• [PROVIDED INFORMATION]
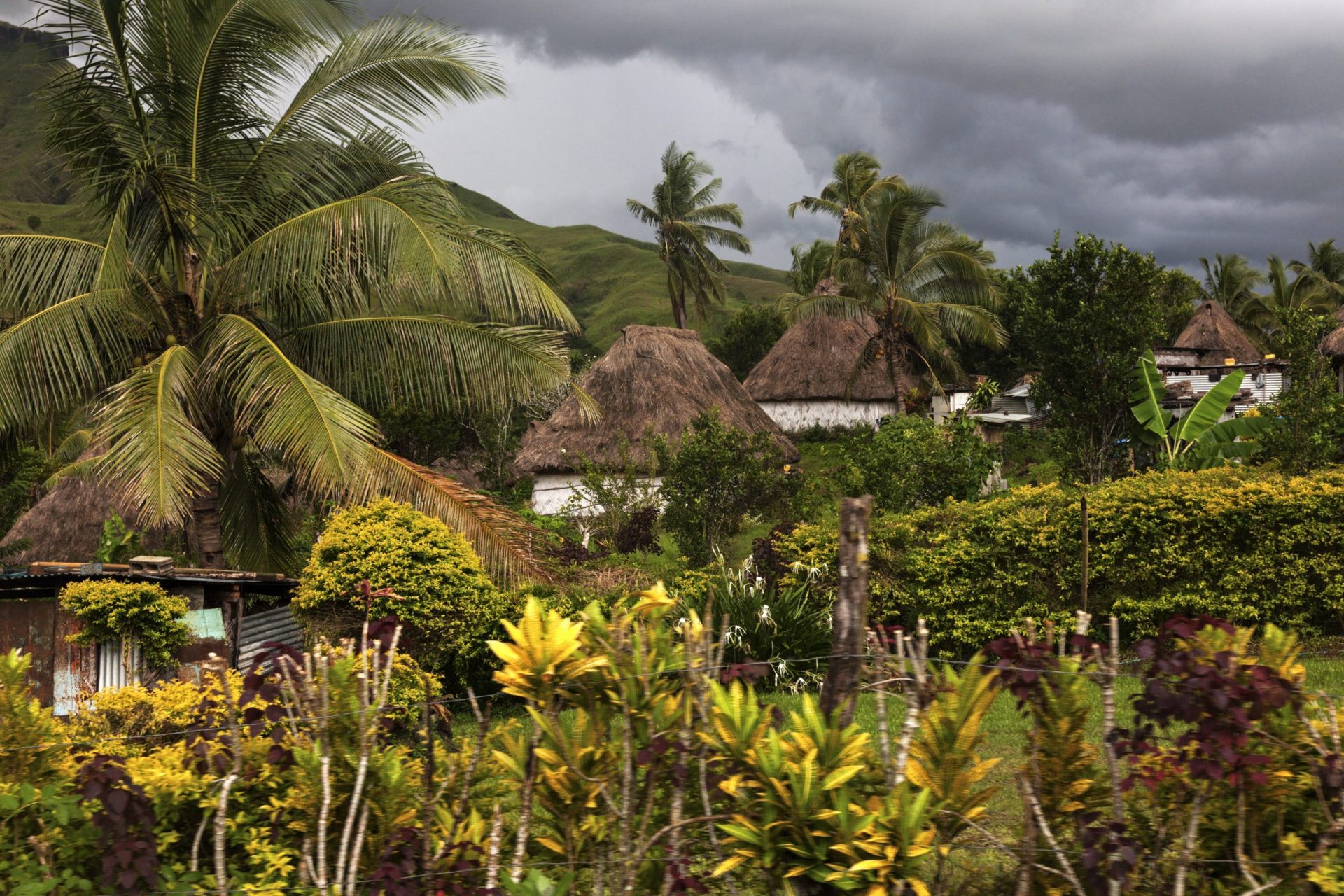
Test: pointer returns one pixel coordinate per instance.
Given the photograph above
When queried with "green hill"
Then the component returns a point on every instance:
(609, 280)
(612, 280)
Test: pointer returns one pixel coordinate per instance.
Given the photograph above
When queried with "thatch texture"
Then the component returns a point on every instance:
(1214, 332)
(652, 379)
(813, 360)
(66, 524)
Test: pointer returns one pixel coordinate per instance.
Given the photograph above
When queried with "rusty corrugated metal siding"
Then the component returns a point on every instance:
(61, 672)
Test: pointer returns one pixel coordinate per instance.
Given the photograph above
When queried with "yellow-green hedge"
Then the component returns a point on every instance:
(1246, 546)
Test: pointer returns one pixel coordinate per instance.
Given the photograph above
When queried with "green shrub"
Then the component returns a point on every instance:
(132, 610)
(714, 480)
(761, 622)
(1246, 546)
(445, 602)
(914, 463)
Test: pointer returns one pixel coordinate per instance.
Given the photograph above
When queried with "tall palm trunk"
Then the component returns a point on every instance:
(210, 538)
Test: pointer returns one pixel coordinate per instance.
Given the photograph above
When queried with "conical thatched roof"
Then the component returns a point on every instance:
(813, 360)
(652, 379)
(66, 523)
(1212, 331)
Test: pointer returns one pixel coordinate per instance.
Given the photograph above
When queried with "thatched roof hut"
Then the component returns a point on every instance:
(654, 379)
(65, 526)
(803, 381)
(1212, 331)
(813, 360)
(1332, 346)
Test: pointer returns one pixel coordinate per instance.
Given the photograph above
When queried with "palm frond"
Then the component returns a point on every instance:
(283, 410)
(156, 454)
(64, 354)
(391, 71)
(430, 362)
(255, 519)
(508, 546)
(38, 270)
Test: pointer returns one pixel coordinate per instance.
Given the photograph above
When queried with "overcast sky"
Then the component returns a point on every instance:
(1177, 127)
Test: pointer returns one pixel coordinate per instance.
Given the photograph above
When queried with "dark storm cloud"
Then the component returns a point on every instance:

• [DIRECTIONS] Check every line of the data above for the string "green", and copy those that have it.

• [RESULT OF THIS EXERCISE]
When queried with "green hill"
When queried with "yellow-green hedge"
When queried with "green shrub"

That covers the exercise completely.